Source document →
■ ■ ■ ■ ■ ■ ■

It turned out that what they could offer Mr. Shainman was higher ceilings. Mr. Cave had been talking with his dealer about making taller pieces, but the gallery’s ceilings are only 13 feet high. “Her space is so grand, and it seems like an interesting opportunity,” Mr. Shainman said.
Mr. Cave has big plans for his show at Mary Boone. His newest suits are emblazoned with images of a unicorn and Superman and laden with objects like a xylophone and ceramic birds. There are new twigs and, yes, pipe cleaners. “I’m pulling out the kitchen sink and everything around it and making it happen,” Mr. Cave said in a staccato burst. “It’s very playful, it’s whimsical, it’s animated, it’s colorful, it’s performance, it’s dramatic.” It is perhaps a happy coincidence that his show opens during New York’s fashion week. “It’s queer, it’s loud, it’s fashion, it’s pop culture.”

■ ■ ■ ■ ■ ■ ■

Provided material →
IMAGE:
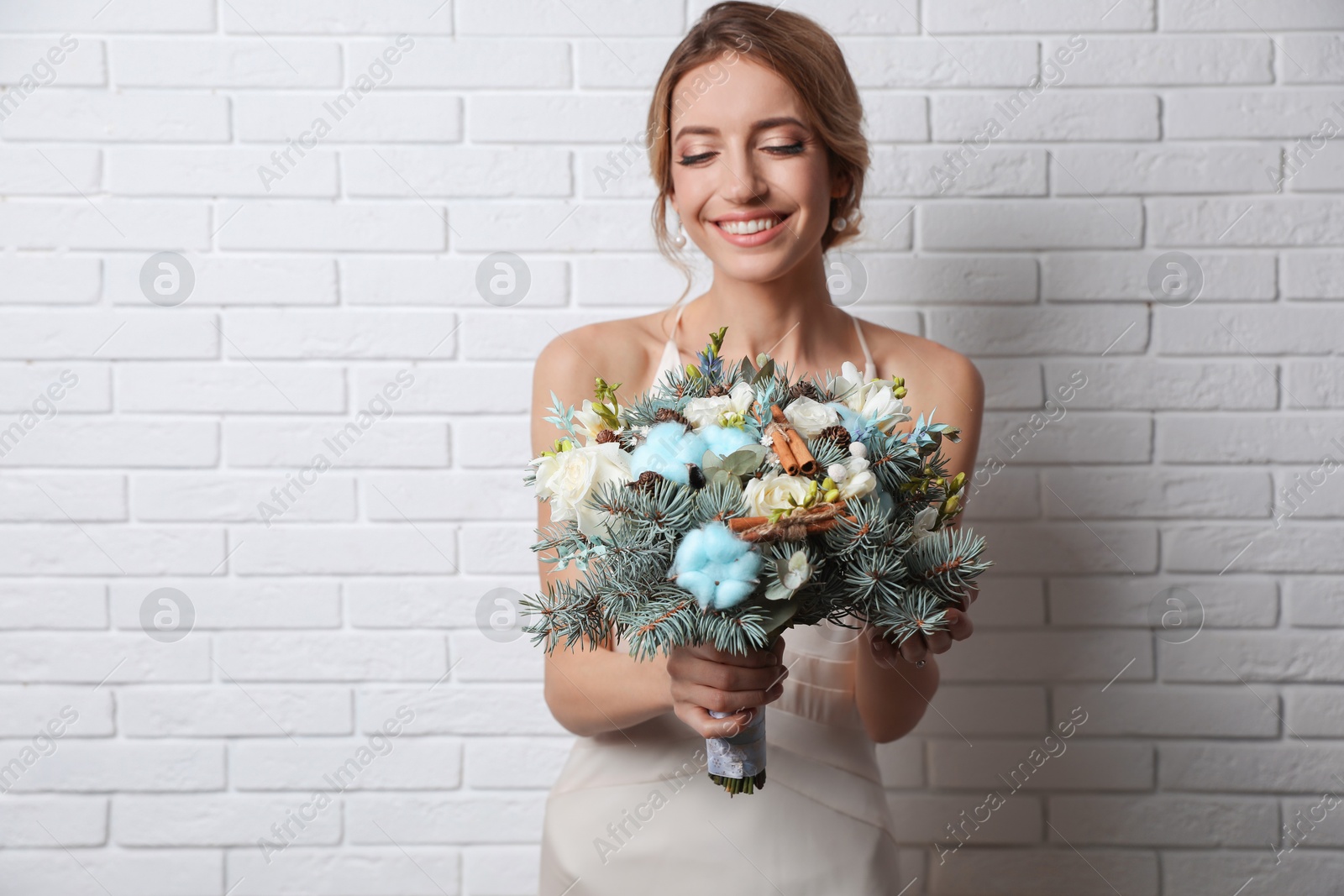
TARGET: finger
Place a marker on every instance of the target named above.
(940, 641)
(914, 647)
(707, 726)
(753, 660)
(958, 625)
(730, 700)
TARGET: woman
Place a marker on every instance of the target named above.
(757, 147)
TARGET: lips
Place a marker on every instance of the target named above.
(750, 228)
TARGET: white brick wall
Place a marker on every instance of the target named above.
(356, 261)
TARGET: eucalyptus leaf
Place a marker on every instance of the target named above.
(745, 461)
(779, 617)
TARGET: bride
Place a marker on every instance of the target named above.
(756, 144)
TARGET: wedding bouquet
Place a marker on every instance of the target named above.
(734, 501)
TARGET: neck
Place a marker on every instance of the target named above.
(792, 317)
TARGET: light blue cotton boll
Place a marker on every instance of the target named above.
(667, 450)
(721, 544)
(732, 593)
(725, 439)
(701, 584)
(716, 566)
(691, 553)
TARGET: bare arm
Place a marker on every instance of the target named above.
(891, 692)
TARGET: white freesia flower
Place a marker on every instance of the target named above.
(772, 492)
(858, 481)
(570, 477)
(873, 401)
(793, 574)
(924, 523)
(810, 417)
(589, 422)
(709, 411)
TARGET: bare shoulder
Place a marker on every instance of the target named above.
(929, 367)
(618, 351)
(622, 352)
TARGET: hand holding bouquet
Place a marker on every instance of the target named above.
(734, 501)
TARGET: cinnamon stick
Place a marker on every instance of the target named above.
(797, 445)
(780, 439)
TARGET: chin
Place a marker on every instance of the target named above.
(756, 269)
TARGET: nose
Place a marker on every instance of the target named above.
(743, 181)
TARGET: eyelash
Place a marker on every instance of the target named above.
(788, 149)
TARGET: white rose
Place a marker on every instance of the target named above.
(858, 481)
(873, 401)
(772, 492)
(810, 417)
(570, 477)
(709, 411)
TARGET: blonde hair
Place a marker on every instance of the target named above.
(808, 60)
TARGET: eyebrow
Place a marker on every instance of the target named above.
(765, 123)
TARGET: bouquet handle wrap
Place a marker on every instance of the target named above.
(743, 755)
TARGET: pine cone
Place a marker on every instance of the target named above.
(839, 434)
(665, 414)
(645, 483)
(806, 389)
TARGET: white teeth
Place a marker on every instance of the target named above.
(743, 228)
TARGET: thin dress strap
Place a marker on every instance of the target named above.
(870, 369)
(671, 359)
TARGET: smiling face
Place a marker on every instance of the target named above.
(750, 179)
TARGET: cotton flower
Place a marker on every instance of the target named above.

■ ■ ■ ■ ■ ■ ■

Return, word for word, the part of the article about Mr. Cave's show that opens with the words containing "It turned out" and closes with "Mr. Shainman said.". The rows are separate material with no connection to the article about Mr. Cave's show.

It turned out that what they could offer Mr. Shainman was higher ceilings. Mr. Cave had been talking with his dealer about making taller pieces, but the gallery’s ceilings are only 13 feet high. “Her space is so grand, and it seems like an interesting opportunity,” Mr. Shainman said.